» **Vorliegender Text**:
Geistiger Hintergrund

In alten vorchristlichen Zeiten, wie sie etwa im Alten Testament geschildert werden, war das Gedächtnis nicht auf den einzelnen individuellen Menschen beschränkt, sondern reichte über viele Generationen zurück.

„Warum ist in den ersten Kapiteln der Bibel von Individualitäten die Rede, die wie Adam, Noah Jahrhunderte alt werden? Weil es für die Menschen, die hier gemeint sind, keinen Sinn hätte, die Personen zu begrenzen. Die Erinnerung reicht hinauf durch Generationen bis zu dem Urvater. Dieser ganzen Generation gab man einen Namen. Es hätte keinen Sinn gehabt, einer einzelnen Persönlichkeit den Namen Adam zu geben. So gab man dazumal den Namen dem, was sich, die gleiche Erinnerung festhaltend, durch Jahrhunderte hindurch von Generation zu Generation zurückerinnerte - Adam, Noah. Und was war das? Es war das, was durch Vater, Sohn und Enkel geht, aber die Erinnerung bewahrte. So treu bewahrt die biblische Urkunde diese Geheimnisse, die erst durch die Geisteswissenschaft verstanden werden können.

» **Datensätze**:
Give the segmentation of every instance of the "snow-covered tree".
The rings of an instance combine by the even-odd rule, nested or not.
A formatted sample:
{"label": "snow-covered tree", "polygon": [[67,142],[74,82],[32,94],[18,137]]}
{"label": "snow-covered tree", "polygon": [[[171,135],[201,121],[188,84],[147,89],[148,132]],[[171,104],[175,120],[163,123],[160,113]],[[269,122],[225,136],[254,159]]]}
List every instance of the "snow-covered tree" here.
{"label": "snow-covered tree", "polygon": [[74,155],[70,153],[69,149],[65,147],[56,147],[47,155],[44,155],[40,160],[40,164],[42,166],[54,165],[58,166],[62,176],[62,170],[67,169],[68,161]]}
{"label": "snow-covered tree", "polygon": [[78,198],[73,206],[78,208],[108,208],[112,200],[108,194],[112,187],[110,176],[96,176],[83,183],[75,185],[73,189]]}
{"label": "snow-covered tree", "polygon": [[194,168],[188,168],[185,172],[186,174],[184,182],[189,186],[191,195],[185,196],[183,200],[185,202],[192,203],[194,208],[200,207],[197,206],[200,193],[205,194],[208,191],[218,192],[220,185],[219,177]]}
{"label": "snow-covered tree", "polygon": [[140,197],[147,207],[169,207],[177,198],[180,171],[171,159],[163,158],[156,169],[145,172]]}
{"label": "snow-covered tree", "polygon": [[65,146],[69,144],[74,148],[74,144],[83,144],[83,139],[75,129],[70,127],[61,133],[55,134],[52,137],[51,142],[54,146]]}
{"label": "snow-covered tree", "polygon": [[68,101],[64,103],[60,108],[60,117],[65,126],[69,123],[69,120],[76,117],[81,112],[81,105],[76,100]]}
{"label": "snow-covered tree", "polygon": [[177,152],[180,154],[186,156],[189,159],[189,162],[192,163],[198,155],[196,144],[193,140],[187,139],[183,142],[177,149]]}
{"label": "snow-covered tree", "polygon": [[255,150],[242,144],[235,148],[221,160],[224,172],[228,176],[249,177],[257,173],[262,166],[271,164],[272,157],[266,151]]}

» **Aufgaben**:
- a) Fassen Sie den Text über das Gedächtnis in vorchristlicher Zeit in zwei Sätzen zusammen.
- b) Wodurch können die Geheimnisse, die die biblische Urkunde bewahrt, laut dem Text über das Gedächtnis in vorchristlicher Zeit erst verstanden werden?
Die Datensätze spielen hierfür keine Rolle.

» **Lösungen**:
- a) In alten vorchristlichen Zeiten, wie sie das Alte Testament schildert, war das Gedächtnis nicht auf den einzelnen Menschen beschränkt, sondern reichte durch viele Generationen bis zum Urvater zurück. Deshalb gab man Namen wie Adam oder Noah keiner einzelnen Persönlichkeit, sondern dem, was die gleiche Erinnerung von Generation zu Generation bewahrte.

- b) Sie können erst durch die Geisteswissenschaft verstanden werden.